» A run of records
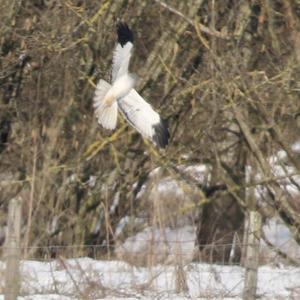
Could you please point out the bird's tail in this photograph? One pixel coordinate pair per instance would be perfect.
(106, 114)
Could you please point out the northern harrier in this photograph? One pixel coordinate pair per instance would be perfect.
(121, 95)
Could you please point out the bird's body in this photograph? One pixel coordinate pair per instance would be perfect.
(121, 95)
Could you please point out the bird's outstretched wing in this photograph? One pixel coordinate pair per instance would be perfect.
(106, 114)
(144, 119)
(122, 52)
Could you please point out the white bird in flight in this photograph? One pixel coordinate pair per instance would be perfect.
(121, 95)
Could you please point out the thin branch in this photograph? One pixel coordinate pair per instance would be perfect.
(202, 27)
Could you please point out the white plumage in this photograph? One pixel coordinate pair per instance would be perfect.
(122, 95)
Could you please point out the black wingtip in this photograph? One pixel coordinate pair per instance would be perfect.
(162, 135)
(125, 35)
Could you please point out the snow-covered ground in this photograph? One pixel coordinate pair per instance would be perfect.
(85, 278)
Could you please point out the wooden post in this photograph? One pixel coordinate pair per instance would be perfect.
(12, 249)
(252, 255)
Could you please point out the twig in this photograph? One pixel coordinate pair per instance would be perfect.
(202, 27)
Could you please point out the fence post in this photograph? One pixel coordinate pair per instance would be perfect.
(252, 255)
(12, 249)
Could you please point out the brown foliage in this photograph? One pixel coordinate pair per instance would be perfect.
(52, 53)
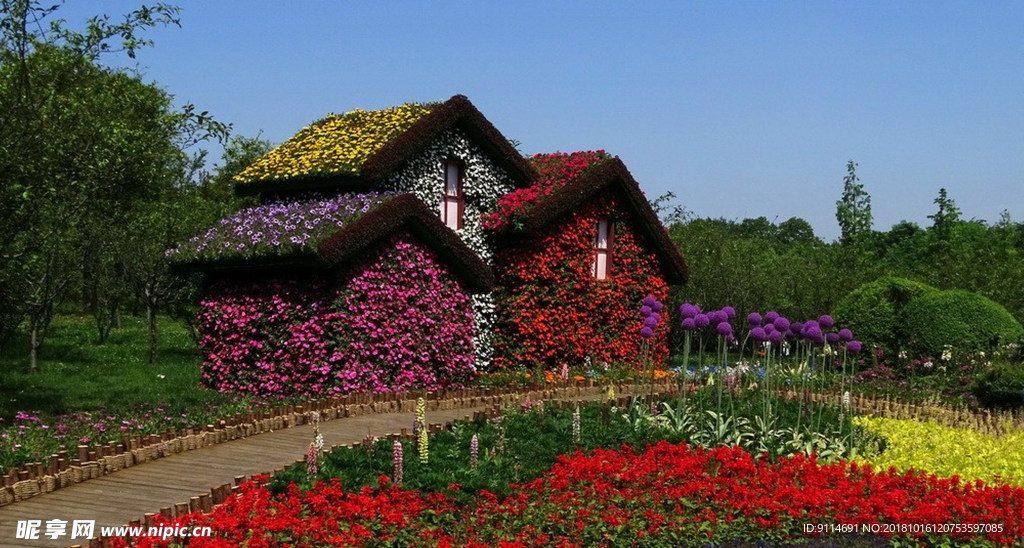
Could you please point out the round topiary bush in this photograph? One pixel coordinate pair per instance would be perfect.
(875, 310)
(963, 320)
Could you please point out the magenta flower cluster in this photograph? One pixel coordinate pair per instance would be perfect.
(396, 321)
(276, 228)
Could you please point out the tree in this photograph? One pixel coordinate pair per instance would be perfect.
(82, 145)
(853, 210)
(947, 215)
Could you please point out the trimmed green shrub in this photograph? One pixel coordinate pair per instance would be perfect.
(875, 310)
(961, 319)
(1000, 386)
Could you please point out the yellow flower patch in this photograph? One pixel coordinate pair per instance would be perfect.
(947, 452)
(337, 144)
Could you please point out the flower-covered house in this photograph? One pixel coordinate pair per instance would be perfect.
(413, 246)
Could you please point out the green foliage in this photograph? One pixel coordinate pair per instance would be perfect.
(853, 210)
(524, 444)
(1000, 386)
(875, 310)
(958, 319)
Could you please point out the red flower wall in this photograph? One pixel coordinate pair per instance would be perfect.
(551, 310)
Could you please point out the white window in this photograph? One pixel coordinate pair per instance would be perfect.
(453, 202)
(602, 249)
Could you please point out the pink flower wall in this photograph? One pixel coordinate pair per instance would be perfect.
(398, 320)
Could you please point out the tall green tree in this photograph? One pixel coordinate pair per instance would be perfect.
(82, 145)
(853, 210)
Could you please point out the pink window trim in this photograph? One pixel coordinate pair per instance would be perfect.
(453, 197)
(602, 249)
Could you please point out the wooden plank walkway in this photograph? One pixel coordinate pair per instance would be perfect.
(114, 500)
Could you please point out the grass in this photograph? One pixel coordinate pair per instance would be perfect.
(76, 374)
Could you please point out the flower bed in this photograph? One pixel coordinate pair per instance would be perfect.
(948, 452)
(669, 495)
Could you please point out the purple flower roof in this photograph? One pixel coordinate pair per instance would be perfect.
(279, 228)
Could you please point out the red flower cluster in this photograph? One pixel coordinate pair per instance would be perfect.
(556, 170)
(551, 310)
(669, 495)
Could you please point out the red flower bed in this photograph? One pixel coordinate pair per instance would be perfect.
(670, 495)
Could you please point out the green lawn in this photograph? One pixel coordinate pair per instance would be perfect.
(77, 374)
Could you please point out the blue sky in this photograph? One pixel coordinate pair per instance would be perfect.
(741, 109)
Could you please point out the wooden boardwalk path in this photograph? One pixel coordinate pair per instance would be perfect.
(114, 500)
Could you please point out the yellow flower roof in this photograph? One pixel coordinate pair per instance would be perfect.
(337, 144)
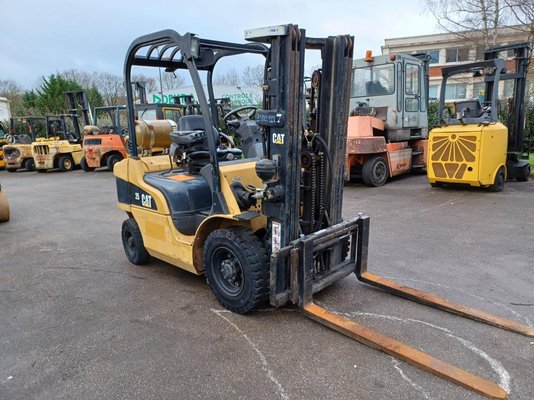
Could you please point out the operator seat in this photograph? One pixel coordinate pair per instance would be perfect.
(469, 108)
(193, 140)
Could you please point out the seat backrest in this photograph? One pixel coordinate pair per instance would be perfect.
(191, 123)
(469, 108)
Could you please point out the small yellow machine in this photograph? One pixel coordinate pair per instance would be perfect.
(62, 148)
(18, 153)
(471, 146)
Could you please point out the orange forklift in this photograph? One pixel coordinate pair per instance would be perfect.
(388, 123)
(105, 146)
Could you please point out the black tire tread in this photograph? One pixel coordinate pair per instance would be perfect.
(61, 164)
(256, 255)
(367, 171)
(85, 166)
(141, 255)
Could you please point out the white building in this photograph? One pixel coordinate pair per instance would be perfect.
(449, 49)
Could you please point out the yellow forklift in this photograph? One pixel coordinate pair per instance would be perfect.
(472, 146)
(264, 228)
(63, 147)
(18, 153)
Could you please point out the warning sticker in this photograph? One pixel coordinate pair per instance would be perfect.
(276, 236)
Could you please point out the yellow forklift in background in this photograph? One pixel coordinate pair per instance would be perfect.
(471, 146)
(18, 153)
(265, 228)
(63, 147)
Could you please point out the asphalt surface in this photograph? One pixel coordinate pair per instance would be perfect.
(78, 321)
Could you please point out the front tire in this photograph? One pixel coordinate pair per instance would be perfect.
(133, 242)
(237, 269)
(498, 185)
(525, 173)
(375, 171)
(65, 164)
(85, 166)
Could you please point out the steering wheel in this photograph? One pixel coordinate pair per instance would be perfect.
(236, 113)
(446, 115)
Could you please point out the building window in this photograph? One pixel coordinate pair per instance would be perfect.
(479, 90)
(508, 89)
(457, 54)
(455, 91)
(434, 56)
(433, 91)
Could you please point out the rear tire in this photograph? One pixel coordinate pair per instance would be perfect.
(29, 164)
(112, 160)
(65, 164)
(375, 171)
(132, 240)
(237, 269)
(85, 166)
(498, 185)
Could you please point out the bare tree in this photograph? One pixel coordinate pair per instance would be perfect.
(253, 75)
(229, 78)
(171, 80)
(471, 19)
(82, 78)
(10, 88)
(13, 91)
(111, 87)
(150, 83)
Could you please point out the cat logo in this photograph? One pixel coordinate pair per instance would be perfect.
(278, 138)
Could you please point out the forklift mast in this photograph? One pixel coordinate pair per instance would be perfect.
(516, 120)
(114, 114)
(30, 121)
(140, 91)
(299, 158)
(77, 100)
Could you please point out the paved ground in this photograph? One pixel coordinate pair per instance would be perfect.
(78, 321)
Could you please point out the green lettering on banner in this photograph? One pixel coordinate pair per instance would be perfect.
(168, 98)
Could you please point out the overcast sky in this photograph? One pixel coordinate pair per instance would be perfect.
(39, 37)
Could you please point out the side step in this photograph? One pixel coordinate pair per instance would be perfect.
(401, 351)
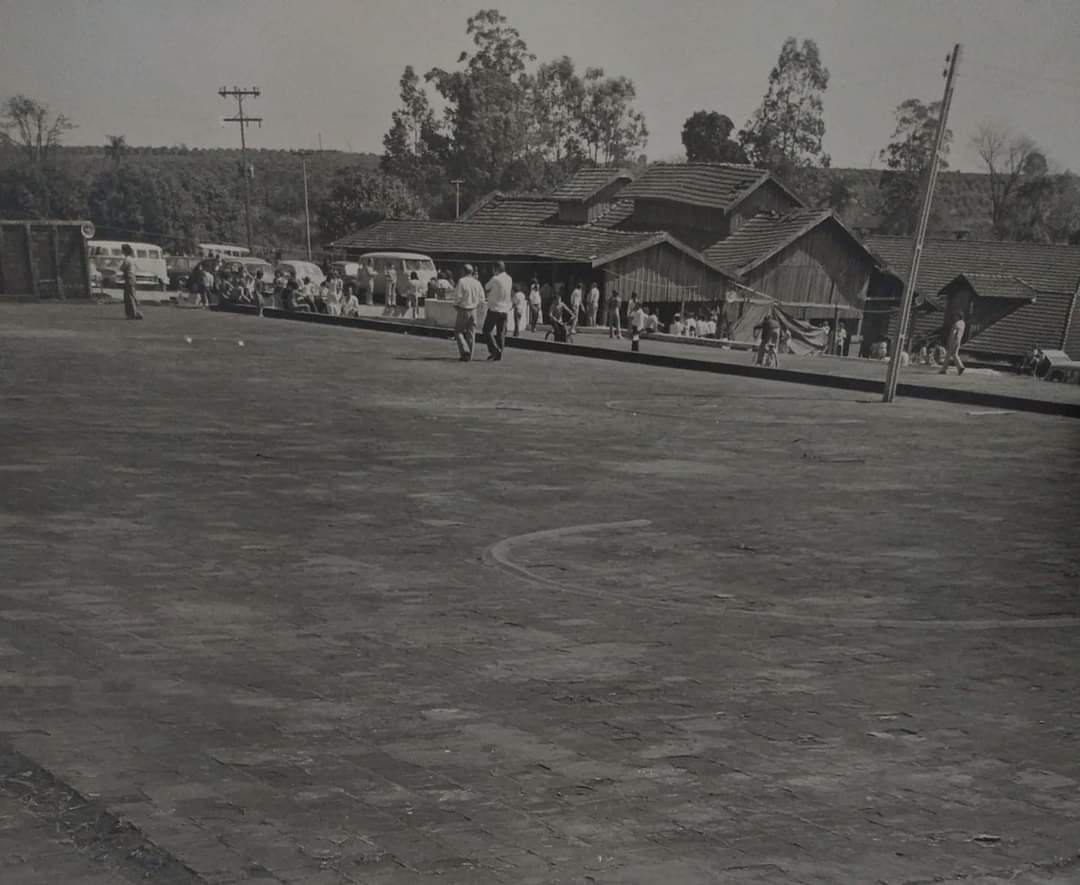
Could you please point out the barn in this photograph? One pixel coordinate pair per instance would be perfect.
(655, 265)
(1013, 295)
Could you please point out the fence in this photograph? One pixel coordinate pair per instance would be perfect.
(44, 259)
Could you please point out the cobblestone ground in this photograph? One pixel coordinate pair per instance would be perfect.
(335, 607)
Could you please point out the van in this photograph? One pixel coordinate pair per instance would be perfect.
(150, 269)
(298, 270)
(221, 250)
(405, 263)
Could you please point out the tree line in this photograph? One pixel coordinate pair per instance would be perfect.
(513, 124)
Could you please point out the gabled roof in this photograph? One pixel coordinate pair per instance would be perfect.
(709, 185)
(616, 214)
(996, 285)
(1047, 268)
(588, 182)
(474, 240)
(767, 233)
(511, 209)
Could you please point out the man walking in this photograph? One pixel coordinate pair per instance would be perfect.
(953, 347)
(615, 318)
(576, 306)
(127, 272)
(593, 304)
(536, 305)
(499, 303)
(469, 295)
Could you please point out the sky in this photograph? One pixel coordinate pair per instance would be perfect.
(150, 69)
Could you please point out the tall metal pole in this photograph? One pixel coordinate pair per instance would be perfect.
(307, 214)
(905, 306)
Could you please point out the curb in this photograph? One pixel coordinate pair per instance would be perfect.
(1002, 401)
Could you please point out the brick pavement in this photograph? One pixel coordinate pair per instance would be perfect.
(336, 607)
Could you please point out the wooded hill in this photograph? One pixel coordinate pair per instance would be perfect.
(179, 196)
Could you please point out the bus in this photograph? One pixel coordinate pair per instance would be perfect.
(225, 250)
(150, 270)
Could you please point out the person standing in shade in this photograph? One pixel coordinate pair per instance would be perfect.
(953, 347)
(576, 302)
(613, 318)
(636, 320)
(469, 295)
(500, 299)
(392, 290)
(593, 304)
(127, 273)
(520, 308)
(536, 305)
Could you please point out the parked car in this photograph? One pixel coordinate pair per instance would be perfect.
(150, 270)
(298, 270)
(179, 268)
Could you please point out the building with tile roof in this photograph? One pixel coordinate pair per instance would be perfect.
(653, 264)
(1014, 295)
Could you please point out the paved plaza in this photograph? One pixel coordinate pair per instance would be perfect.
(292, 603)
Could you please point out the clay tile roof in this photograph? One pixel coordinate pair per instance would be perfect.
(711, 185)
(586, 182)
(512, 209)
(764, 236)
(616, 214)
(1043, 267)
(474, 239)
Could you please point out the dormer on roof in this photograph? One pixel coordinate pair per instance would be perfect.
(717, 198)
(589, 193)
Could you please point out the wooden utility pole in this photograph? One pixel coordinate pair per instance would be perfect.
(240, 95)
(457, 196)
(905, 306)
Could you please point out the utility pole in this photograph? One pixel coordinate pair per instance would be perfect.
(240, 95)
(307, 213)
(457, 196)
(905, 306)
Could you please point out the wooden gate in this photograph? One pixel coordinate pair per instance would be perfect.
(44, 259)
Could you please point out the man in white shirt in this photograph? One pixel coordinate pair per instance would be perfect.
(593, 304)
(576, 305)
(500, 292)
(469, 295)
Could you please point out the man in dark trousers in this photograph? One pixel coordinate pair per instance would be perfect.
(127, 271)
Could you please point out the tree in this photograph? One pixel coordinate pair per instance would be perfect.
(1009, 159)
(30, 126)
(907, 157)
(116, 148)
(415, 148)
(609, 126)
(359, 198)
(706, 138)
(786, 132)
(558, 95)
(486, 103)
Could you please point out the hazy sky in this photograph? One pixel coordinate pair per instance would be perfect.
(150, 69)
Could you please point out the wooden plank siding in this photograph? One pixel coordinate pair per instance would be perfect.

» YOUR GOAL
Retype the listing word for word, beginning with the line that contains "Could you please point out the hazy" and continuing through the final line of the listing, with both included.

» FULL RESPONSE
Could you please point out the hazy sky in this photograph? One pixel coordinate pair per instance would be perfect.
(150, 69)
Could you please point out the wooden plank siding in this photograph? One pixel coordinate pair per instance would be perfect.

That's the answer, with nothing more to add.